→ TEKS BACAAN
Dialog Mesra Orang Tua Rasulullah SAW di Malam Pertama

Rabu, 28 September 2022 - 05:15 WIB
loading...
Dialog Mesra Orang Tua Rasulullah SAW di Malam Pertama
Pasangan Abdullah dan Aminah, orangtua Rasulullah SAW, hidup bersama hanya 10 hari. Foto/Ilustrasi: Ist
A A A
Abdullah dan Aminah adalah orangtua Nabi Muhammad SAW . Alkisah, pada hari keempat pernikahan, Abdullah membawa sang istri, Aminah, ke rumahnya yang telah dipersiapkan untuk kedua mempelai.

Fuad Abdurahman dalam bukunya berjudul "Jalan Damai Rasulullah: Risalah Rahmat bagi Semua" mengutip Binti asy-Syathi melukiskan dialog kedua mempelai pada malam pertama di rumah kediaman mereka:



Aminah: “Maukah engkau menyampaikan kepadaku tentang kesibukanmu belakangan ini?”

Abdullah: “Sedikit pun tidak ada yang menyibukkanku selain engkau, wahai Aminah. Yang engkau dengar adalah ajakan mereka (beberapa wanita) kepadaku dan berpalingnya aku dari mereka menuju kepadamu seorang. Namun, kisahnya belum selesai dan belum engkau dengar, tetapi segera akan engkau ketahui. Saat kembali dari rumah ayahmu, aku mempersiapkan rumah ini guna menyambutmu dan itu menyibukkanku sepanjang hari sehingga tidak seorang pun yang tahu apa yang telah terjadi.”

Aminah berkata karena keingintahuannya yang meluap: “Apakah ada peminang-peminang baru yang mengharap kedekatan kepada pemuda Mekkah yang tak ada duanya ini?”

→ DATA TERSIMPAN
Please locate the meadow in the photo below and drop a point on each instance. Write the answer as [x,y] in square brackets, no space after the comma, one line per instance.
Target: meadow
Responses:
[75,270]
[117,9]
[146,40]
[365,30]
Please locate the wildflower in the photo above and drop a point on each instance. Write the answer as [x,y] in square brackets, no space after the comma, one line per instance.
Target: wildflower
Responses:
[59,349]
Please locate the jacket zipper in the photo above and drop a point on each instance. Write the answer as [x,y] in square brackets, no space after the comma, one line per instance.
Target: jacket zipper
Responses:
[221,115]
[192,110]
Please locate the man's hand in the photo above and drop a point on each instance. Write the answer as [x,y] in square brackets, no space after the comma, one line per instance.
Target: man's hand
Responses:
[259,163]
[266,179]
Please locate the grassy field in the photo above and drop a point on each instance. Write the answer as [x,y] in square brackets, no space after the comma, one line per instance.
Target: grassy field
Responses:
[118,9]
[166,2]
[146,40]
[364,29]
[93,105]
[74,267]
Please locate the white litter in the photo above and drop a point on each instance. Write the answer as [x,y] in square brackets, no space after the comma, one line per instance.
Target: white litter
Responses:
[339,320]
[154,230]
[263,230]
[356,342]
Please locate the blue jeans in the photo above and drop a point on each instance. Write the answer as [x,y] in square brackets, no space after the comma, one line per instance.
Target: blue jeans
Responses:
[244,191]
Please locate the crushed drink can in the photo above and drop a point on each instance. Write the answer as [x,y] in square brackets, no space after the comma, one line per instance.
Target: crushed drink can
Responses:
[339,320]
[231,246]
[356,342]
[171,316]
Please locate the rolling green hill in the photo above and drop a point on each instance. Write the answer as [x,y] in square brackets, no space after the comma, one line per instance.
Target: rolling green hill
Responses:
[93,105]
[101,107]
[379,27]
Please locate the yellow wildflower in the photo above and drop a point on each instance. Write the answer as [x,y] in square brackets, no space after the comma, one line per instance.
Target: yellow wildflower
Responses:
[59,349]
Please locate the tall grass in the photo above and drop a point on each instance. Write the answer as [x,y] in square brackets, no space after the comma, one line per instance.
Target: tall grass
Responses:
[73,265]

→ YANG HARUS DIKERJAKAN
Salin kata demi kata bagian teks tentang dialog malam pertama orang tua Rasulullah SAW, dari "Rabu, 28 September" sampai "untuk kedua mempelai.".

→ PENYELESAIAN
Rabu, 28 September 2022 - 05:15 WIB
loading...
Dialog Mesra Orang Tua Rasulullah SAW di Malam Pertama
Pasangan Abdullah dan Aminah, orangtua Rasulullah SAW, hidup bersama hanya 10 hari. Foto/Ilustrasi: Ist
A A A
Abdullah dan Aminah adalah orangtua Nabi Muhammad SAW . Alkisah, pada hari keempat pernikahan, Abdullah membawa sang istri, Aminah, ke rumahnya yang telah dipersiapkan untuk kedua mempelai.